------ Data to use ------

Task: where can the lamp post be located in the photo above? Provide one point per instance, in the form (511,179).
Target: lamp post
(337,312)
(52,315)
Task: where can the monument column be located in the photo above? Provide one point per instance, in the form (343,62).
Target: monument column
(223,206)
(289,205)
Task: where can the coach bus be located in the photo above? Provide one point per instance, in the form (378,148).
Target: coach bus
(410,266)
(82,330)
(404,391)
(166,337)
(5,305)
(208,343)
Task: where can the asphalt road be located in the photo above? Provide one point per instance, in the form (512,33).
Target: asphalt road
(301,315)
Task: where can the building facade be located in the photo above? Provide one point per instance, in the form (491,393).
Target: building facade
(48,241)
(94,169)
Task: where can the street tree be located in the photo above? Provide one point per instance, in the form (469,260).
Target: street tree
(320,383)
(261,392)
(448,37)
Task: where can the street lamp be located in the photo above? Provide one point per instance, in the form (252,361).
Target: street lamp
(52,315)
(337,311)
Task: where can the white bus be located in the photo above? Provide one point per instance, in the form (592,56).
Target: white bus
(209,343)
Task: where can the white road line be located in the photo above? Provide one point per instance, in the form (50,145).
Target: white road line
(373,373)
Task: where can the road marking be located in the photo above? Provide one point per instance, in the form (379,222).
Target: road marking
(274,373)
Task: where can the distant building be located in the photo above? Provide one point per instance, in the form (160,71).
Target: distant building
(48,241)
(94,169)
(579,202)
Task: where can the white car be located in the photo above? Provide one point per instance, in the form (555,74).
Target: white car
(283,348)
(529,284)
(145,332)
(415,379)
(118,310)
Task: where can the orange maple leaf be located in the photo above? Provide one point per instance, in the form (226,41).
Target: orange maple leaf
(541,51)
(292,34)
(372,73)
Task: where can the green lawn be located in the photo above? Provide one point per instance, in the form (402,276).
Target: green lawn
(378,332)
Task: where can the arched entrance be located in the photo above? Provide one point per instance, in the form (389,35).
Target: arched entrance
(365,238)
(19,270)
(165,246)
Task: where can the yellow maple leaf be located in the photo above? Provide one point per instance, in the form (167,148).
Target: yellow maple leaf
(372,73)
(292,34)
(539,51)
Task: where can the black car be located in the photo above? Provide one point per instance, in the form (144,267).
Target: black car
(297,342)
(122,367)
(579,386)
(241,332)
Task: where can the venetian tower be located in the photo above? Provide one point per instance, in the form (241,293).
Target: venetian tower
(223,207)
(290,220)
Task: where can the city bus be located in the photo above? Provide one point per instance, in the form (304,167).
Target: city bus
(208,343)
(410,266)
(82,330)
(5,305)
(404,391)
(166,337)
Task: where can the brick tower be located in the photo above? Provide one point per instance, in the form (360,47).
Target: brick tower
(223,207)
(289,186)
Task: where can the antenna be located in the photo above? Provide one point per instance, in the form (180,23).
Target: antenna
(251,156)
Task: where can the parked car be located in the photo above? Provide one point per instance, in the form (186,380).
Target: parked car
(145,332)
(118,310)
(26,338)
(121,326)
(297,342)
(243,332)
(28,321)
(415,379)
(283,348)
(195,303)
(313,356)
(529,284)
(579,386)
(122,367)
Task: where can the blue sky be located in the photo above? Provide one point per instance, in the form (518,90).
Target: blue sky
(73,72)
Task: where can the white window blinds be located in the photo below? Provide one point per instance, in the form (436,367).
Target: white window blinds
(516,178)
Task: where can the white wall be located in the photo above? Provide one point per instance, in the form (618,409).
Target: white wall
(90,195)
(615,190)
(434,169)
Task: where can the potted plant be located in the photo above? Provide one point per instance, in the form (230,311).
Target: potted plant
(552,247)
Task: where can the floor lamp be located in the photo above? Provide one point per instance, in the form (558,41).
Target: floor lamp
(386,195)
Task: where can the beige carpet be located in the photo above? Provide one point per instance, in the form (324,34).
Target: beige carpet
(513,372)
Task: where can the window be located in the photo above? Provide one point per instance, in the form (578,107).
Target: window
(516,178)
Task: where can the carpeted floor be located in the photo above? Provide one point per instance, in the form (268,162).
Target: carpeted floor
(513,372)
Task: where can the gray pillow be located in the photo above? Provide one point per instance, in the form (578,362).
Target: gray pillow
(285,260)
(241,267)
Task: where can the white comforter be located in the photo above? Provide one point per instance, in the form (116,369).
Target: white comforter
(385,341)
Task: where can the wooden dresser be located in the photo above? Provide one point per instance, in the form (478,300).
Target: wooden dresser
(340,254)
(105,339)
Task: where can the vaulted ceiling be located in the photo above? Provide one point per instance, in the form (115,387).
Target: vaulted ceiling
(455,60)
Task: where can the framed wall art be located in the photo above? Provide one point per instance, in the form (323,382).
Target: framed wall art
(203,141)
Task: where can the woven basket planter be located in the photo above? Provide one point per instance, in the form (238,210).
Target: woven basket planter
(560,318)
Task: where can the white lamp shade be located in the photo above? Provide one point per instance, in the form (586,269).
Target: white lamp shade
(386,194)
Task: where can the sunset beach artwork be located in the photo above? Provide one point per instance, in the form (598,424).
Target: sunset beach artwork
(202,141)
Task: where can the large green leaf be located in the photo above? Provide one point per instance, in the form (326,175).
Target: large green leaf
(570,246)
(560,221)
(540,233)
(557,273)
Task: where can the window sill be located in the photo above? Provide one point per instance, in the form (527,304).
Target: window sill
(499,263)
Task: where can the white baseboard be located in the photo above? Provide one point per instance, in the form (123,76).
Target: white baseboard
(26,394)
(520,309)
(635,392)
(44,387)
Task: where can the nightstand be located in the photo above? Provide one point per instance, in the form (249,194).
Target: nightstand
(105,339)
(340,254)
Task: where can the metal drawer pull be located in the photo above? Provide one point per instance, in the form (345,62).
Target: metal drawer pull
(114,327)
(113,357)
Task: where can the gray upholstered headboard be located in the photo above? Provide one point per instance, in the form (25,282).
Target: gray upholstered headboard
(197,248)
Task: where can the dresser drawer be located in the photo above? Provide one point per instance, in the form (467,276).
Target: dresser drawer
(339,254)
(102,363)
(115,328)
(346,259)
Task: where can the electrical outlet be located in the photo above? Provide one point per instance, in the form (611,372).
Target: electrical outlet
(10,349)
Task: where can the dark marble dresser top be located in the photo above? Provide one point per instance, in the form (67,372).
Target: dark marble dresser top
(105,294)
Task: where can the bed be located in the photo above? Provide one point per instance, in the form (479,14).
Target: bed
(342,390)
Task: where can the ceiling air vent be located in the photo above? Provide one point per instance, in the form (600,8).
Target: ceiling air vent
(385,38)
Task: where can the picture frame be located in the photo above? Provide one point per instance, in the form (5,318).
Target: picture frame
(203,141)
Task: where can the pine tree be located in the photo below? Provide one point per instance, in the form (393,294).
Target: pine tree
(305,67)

------

#### Exercise description:
Your task is to extract all of the records exactly.

#### Finished exercise:
Task: where can the lamp post be located in the photo above? Provide one point per instance, in the form (511,179).
Target: lamp post
(337,312)
(52,315)
Task: where can the monument column be located in the photo above? Provide one point per instance, in the form (343,62).
Target: monument column
(223,206)
(289,205)
Task: where can the coach bus be located in the photo above? Provide one point per instance, in the form (378,148).
Target: coach bus
(410,266)
(82,330)
(404,391)
(166,337)
(5,305)
(208,343)
Task: where can the asphalt road be located in the photo above? Provide one point per instance, in the form (512,33).
Target: asphalt road
(301,315)
Task: where can the building facade be located in the photo above? Provide one point per instance, in the form (491,393).
Target: building facade
(48,241)
(94,169)
Task: where can the street tree be located in the photo above? Provide one point per instance, in the form (469,260).
Target: street tree
(320,383)
(261,392)
(448,37)
Task: where can the street lamp be located in the photo above? Provide one point per instance, in the form (252,361).
Target: street lamp
(52,315)
(337,311)
Task: where can the white bus be located in the photo above? Provide one point per instance, in the form (592,56).
Target: white bus
(209,343)
Task: where can the white road line be located in the photo above? Provide one point per instance, in the form (50,145).
Target: white road line
(373,373)
Task: where can the road marking be located in the photo above? Provide one point per instance, in the form (379,222).
Target: road marking
(274,373)
Task: where can the distant building be located in the photo above? Provide one point per instance, in the form (160,71).
Target: distant building
(48,241)
(94,169)
(579,202)
Task: where can the white car be located in the photo above? Provide one point per instance, in the form (555,74).
Target: white car
(283,348)
(529,284)
(145,332)
(415,379)
(118,310)
Task: where can the orange maple leaf be located in the photo above? Provide one point per instance, in the form (226,41).
Target: orange maple leaf
(541,51)
(292,34)
(372,73)
Task: where can the green lawn be located in the photo above? Provide one point per instance, in the form (402,276).
Target: green lawn
(378,332)
Task: where can the arched entrance be located in the photo above? Provide one point per instance, in the form (389,35).
Target: arched entrance
(365,238)
(19,270)
(165,246)
Task: where can the yellow maple leaf be located in the photo above? Provide one point per instance, in the form (167,148).
Target: yellow maple leaf
(372,73)
(292,34)
(539,51)
Task: where can the black car be located in the photo above? Provide one point per instance, in the form (144,267).
Target: black car
(297,342)
(122,367)
(579,386)
(241,332)
Task: where can the venetian tower be located in the photo above? Provide one point per instance, in the form (241,293).
Target: venetian tower
(223,207)
(290,220)
Task: where can the city bus be located in the photo above? Provide one point per instance, in the form (304,167).
Target: city bus
(208,343)
(410,266)
(82,330)
(5,305)
(404,391)
(166,337)
Task: where can the brick tower be located in the photo above? Provide one point per instance, in the form (360,47).
Target: brick tower
(223,207)
(289,186)
Task: where can the antenna be located in the photo above? Provide one point per instance, in the form (180,23).
Target: antenna
(251,156)
Task: where can the parked car be located in the photo above? Provide one point per instance, in the form (186,380).
Target: parked car
(145,332)
(118,310)
(26,338)
(121,326)
(297,342)
(243,332)
(28,321)
(415,379)
(283,348)
(195,303)
(313,356)
(529,284)
(579,386)
(122,367)
Task: where can the blue sky be located in the photo above? Provide one point per instance, in the form (518,90).
Target: blue sky
(73,72)
Task: where can the white window blinds be located in the photo below? Provide one point per instance, in the form (436,367).
Target: white window blinds
(516,178)
Task: where can the white wall be located in the photo above? Provide one point per instance, in the form (618,409).
Target: white wall
(90,195)
(615,190)
(434,169)
Task: where can the potted plant be located in the photo above? Provide one point per instance, in the form (230,311).
Target: potted plant
(552,247)
Task: where can the floor lamp be located in the photo above? Provide one point per instance, in the form (558,41).
Target: floor lamp
(386,195)
Task: where can the beige carpet be located in the photo above? Provide one point per instance, in the form (324,34).
Target: beige carpet
(513,372)
Task: where can the window be located in the photo above? Provide one point per instance, in the form (578,107).
Target: window
(516,178)
Task: where can the carpeted floor be located in the photo above? Provide one point per instance, in the form (268,162).
Target: carpeted floor
(513,372)
Task: where can the gray pillow be located in the photo above? Provide one point per instance, in the form (578,362).
Target: gray pillow
(285,260)
(241,267)
Task: where can the white comforter be located in the photo above? Provide one point per instance, in the form (116,369).
Target: white comforter
(385,341)
Task: where can the wooden dresser be located in the photo above? Provide one point per instance, in the form (478,300).
Target: wooden dresser
(340,254)
(105,339)
Task: where can the vaulted ceiling be located in the photo above? Provide one point per instance, in the form (115,387).
Target: vaulted ceiling
(455,60)
Task: where can the framed wall art be located in the photo above? Provide one point per instance, in the form (323,382).
Target: framed wall art
(203,141)
Task: where can the woven basket planter be located in the photo above? Provide one point per instance, in the form (238,210).
Target: woven basket planter
(560,318)
Task: where can the white lamp shade be located in the photo above? Provide one point per instance, in the form (586,269).
Target: white lamp shade
(386,194)
Task: where can the sunset beach artwork be located in the photo above? Provide one point per instance, in the form (598,424).
Target: sunset beach artwork
(202,141)
Task: where can the large green leaf be located in the photo above? Provide one point per instance, in the form (326,175).
Target: large green leaf
(570,246)
(560,221)
(540,233)
(557,273)
Task: where can the window sill be located in the photo above? Provide one point per instance, in the form (527,304).
Target: window sill
(499,263)
Task: where can the white baseboard be located in the photo above? Provide one point per instance, in the form (123,76).
Target: white baseboard
(26,394)
(520,309)
(635,392)
(44,387)
Task: where can the nightstand be located in the photo above? Provide one point per instance, in the form (249,194).
Target: nightstand
(105,339)
(340,254)
Task: where can the metal drawer pull be located in the photo above? Provide one point per instance, in the form (345,62).
Target: metal drawer pull
(114,327)
(113,357)
Task: where can the gray upholstered headboard be located in the photo above? Provide one point per instance, in the form (25,282).
Target: gray upholstered headboard
(197,248)
Task: where can the dresser drawer be located in the photo above? Provide one point per instance, in the form (467,276).
Target: dresser drawer
(339,254)
(102,363)
(115,328)
(346,259)
Task: where can the electrical outlet be located in the photo above? Provide one point per instance, in the form (611,372).
Target: electrical outlet
(10,349)
Task: where can the dark marble dresser top be located in the photo above? Provide one point per instance, in the form (67,372).
Target: dark marble dresser top
(105,294)
Task: where can the bed be located in the photo above? Provide one point per instance, in the form (479,14).
Target: bed
(342,390)
Task: where can the ceiling air vent be located in the photo above? Provide one point per instance, in the form (600,8).
Target: ceiling air vent
(385,38)
Task: where can the picture frame be located in the photo above? Provide one point per instance, in the form (5,318).
Target: picture frame
(203,141)
Task: where can the pine tree be located in the photo below? Provide one point per instance, in the form (393,294).
Target: pine tree
(305,67)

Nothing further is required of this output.